◆ **Your instructions**
From the line containing "Target: blue sky" through the last line of the records below, each line is to be repeated exactly; pictures are to be omitted.
━━━━━━━━
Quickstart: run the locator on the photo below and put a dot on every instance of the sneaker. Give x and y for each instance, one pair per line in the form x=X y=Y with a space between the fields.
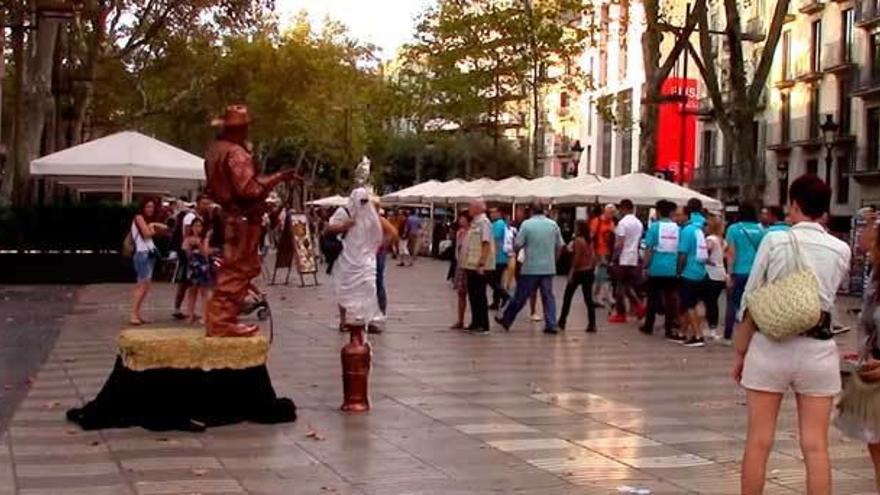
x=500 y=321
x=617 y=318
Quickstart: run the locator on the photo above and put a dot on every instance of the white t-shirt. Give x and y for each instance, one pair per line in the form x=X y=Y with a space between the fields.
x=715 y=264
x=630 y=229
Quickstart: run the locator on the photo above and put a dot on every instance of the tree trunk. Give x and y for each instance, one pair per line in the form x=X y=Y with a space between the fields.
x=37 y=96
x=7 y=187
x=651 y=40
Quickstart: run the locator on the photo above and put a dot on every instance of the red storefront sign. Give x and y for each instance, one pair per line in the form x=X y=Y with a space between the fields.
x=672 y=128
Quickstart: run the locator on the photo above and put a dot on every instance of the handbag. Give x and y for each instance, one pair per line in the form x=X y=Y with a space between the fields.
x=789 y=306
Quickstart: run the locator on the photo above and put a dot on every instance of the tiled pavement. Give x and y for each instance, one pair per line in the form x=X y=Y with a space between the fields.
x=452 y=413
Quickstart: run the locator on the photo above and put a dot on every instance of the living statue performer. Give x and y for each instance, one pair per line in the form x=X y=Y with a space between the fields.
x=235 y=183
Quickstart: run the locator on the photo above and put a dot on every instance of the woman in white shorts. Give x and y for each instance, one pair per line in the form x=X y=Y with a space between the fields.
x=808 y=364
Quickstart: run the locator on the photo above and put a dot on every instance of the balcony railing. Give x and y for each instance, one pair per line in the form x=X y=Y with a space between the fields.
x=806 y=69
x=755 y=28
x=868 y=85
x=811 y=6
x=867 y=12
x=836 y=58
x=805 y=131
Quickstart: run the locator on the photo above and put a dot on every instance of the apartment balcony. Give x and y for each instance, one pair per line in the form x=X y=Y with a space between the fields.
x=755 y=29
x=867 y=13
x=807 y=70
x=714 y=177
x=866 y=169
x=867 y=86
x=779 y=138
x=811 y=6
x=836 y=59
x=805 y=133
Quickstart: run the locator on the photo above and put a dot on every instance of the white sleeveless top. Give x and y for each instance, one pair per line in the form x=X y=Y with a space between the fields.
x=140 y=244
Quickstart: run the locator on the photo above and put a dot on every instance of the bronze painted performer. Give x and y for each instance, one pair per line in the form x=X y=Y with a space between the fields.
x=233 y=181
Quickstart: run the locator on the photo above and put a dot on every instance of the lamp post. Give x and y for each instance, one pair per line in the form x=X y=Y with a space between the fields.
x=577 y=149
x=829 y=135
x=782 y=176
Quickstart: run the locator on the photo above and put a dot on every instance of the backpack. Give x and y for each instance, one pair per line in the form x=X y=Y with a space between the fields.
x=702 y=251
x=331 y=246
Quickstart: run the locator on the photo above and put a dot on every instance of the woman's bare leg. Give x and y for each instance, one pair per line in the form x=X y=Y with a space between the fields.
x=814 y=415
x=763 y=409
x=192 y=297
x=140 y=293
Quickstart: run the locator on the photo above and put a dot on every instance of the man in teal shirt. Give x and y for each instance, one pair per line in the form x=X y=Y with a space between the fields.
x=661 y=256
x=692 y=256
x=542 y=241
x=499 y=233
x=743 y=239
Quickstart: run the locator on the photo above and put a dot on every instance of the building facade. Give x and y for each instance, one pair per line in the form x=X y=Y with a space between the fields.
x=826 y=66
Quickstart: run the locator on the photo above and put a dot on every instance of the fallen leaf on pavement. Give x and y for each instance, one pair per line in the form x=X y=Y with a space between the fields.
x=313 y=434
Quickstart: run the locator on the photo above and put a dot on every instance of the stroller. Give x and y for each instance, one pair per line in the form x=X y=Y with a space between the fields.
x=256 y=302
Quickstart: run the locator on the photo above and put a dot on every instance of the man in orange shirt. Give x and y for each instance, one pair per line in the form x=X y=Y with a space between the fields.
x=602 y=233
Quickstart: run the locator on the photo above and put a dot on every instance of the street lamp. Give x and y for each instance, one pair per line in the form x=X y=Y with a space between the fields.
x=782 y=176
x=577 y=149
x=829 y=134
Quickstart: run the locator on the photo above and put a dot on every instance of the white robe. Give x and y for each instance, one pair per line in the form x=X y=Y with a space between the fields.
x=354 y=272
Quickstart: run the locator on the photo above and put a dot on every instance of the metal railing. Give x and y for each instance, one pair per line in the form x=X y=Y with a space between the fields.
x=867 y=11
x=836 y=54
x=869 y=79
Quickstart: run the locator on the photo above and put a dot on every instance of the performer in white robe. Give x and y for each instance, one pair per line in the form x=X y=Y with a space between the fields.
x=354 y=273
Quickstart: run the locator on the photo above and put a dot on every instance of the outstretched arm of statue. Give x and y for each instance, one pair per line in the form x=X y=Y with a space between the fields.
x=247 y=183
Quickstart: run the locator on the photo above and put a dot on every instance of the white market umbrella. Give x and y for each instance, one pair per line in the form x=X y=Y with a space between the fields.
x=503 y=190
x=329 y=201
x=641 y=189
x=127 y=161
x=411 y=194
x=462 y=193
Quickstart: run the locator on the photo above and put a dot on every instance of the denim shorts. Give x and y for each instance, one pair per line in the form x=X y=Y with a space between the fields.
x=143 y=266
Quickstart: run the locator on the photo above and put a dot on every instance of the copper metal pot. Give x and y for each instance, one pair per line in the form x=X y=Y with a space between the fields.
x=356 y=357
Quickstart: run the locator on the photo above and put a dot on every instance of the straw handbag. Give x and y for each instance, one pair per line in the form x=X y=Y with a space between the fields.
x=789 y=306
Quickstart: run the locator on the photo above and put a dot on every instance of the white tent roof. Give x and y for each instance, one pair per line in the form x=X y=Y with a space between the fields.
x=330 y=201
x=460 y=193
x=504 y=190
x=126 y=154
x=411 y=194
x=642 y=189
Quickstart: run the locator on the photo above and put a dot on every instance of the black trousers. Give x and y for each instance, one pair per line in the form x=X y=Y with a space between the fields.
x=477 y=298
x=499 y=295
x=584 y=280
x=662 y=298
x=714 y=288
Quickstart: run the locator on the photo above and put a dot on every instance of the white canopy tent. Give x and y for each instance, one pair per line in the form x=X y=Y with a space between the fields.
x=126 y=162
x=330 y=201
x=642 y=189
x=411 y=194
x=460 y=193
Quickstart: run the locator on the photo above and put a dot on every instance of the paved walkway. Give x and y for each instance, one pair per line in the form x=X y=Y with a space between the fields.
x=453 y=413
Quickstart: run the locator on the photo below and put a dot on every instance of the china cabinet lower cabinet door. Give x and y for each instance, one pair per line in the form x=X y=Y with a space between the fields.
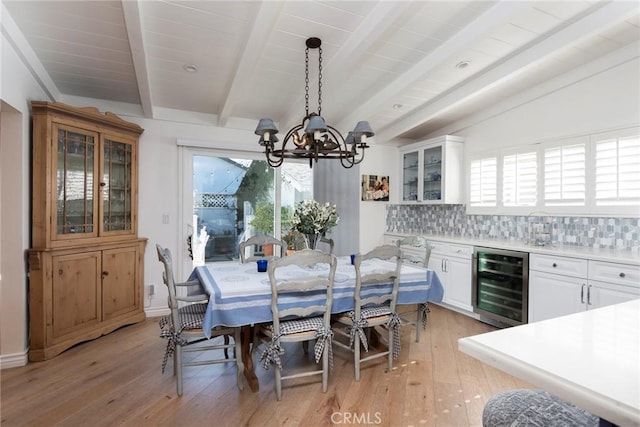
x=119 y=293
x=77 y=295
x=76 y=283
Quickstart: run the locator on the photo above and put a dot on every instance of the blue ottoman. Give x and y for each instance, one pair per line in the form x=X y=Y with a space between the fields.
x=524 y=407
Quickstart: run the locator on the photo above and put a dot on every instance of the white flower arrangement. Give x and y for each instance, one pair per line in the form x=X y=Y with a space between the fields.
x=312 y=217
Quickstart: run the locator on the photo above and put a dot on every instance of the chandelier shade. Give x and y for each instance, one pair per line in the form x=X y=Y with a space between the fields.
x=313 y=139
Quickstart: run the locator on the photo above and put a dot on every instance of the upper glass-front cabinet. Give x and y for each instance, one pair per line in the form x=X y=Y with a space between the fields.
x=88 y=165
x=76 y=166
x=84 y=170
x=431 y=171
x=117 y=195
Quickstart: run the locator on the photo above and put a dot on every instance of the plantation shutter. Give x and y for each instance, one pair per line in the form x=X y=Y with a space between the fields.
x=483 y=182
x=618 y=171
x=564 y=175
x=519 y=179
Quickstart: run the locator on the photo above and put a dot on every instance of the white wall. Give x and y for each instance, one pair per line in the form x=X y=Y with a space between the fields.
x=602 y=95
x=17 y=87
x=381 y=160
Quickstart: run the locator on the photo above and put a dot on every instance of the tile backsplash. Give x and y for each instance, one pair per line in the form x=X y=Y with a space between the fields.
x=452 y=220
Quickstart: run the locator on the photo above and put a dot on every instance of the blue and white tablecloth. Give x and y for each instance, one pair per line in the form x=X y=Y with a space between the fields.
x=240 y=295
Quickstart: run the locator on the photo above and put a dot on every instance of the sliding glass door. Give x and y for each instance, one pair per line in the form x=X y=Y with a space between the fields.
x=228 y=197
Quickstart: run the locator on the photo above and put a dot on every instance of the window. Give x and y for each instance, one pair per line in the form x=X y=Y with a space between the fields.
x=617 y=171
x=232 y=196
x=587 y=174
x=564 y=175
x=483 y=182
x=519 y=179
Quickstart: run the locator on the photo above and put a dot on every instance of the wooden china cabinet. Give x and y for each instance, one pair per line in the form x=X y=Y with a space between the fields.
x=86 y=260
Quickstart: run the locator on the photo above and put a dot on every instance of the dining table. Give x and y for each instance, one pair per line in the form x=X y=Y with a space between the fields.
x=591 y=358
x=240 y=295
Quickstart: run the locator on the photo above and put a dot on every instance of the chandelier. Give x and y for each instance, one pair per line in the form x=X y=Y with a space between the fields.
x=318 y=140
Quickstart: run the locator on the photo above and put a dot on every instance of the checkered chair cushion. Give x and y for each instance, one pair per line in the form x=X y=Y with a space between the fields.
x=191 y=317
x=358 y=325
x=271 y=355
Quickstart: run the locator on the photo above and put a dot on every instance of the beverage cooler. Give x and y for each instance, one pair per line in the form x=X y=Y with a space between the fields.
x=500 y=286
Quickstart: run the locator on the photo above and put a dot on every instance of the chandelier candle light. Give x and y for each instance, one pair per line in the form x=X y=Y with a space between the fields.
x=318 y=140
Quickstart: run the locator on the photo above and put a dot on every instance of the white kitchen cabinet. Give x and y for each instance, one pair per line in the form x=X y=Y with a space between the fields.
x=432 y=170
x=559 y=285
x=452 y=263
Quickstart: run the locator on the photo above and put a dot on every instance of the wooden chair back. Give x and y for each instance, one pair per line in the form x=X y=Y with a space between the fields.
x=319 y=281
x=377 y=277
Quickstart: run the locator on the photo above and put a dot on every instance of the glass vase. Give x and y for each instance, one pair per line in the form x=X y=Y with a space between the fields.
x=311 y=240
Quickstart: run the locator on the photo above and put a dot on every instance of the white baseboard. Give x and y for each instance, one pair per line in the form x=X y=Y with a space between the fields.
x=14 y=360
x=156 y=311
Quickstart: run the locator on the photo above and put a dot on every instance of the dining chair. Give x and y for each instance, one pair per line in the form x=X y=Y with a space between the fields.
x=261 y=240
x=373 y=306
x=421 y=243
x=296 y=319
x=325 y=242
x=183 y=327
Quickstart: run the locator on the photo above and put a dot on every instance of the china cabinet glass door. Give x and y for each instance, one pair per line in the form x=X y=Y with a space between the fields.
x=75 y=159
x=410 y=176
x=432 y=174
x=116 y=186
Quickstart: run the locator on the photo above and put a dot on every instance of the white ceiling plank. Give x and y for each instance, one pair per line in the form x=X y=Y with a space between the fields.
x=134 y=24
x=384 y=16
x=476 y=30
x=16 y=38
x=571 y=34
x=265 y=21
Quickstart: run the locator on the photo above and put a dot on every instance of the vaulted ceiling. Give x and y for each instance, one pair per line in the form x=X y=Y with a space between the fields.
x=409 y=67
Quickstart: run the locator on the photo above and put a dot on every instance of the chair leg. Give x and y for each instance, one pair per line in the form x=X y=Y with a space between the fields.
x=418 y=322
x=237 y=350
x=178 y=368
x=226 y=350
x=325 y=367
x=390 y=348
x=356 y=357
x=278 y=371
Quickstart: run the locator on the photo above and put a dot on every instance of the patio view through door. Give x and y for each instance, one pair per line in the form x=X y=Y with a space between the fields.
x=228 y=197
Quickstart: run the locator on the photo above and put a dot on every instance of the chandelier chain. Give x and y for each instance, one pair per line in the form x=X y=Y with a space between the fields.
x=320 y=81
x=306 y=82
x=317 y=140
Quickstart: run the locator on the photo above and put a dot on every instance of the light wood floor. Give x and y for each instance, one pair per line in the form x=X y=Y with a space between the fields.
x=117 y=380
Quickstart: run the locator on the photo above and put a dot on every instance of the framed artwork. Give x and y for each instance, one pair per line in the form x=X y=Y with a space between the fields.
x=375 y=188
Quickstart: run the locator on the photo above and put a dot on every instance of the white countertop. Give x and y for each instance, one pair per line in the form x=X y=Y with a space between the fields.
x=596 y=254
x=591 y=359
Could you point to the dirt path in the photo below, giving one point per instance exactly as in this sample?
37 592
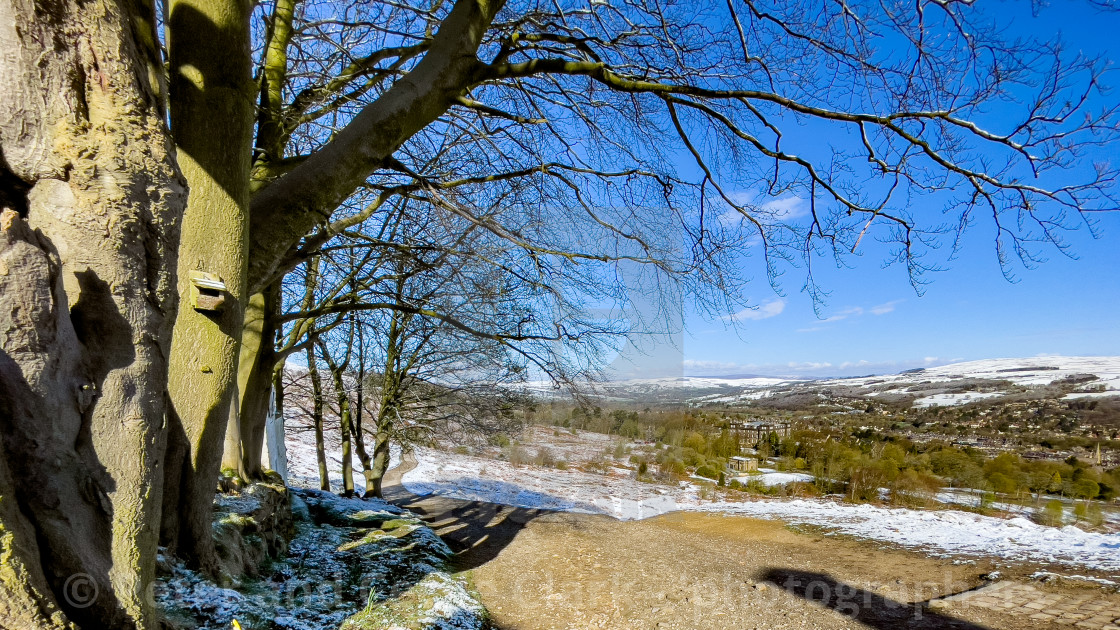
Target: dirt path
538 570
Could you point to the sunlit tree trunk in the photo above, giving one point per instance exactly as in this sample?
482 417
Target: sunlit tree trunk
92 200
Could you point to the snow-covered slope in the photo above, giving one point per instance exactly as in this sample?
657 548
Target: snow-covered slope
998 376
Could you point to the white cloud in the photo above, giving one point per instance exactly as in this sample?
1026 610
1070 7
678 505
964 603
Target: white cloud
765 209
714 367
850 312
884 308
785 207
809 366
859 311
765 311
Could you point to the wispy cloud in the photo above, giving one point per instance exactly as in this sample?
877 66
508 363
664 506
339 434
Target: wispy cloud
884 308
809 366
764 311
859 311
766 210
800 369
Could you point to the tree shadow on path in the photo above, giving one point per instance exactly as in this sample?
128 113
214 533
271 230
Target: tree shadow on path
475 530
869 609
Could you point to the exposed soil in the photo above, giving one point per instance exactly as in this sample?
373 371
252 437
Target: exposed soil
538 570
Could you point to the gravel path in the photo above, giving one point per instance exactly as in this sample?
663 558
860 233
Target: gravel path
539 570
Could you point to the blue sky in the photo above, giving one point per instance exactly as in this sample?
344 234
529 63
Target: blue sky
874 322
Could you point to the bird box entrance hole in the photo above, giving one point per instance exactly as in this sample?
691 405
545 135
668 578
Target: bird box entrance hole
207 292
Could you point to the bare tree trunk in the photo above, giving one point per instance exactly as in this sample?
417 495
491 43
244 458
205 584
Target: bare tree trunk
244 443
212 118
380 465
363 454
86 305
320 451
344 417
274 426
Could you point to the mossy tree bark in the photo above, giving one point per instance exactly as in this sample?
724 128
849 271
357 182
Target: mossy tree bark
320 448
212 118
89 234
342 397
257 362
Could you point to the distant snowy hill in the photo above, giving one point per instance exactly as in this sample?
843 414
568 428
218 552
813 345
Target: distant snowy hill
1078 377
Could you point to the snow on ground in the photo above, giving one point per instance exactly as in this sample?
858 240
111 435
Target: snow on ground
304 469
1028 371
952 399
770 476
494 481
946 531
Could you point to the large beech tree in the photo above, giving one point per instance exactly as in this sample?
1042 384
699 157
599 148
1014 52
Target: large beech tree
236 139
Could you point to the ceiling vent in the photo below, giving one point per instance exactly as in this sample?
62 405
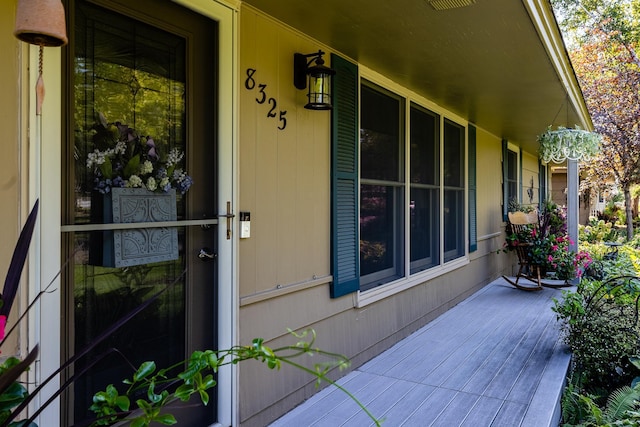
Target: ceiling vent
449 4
━━━━━━━━
◆ **Response box**
Target: blue sky
874 322
Could you point to the bird box entrance hole in the photo above, giving one point per instance exactly as in this sample?
691 405
545 135
668 578
Target: bird box entrance hole
207 292
Could you point to the bare tree trunk in the photo above, giving one point per instance exactly as in this sample?
417 495
491 43
244 458
205 584
Target: bare tree trunk
244 443
212 118
380 465
363 454
86 305
320 451
344 417
274 426
Could you point to the mossy tree bark in the photo above, giving one point per instance exactly as in this sample?
724 128
849 271
357 182
Target: mossy tree bark
320 448
212 118
89 234
342 397
257 362
Could you point to the distant snowy hill in the photo above, giving one point per instance exactly as in this sample?
843 414
568 428
218 552
813 345
Target: distant snowy hill
1078 377
Could you point to the snow on ground in the photo above, giving one point per instance exactly as in this sample?
858 240
111 435
Target: snow on ground
304 469
1028 371
952 399
770 476
494 481
946 531
Could you point to the large beech tree in the photo above, giving one point per instance exactly as in this sample?
1042 384
699 157
599 148
1014 52
Target: large beech tree
236 139
Could you point to the ceiling vent in the photo below, giving one point per instance exactly as in this sample?
62 405
Target: ceiling vent
449 4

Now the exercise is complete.